Copy the material below word for word, every line of it.
------ Information shown
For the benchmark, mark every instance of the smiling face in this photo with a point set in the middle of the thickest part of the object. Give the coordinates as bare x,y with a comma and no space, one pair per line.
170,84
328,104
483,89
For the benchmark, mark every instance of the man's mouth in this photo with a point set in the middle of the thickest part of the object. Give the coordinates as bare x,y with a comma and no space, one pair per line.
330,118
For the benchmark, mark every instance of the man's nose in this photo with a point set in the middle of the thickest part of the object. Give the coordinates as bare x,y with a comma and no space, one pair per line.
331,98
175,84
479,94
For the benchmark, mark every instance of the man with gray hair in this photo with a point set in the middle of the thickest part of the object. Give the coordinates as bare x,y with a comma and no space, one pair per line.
------------
_The answer_:
For the benchmark, mark every instance of the smiling face in this photo with a point set in the middle of the thickest part of the object. Give the coordinates as bare x,y with a comma and no space, one pair per line.
170,84
328,104
483,89
For the benchmark, mark every instance of the man's mouth in this photo with a point set in the middle of the thickest part of the object. Give the coordinates as bare x,y with a comma and no space, one pair per line.
330,118
For the benchmark, mark every instance of the man's nose in this photo with a point set in the middle of the thickest part of the object. Give the coordinates as bare x,y with a comma and no space, one pair per line.
331,98
175,84
479,94
For the benchmark, mark every instance of the man with gray hair in this photo with a point set in the middle of the thickest part of the object. Give the coordinates as bare x,y with a comma and no space, one pair per line.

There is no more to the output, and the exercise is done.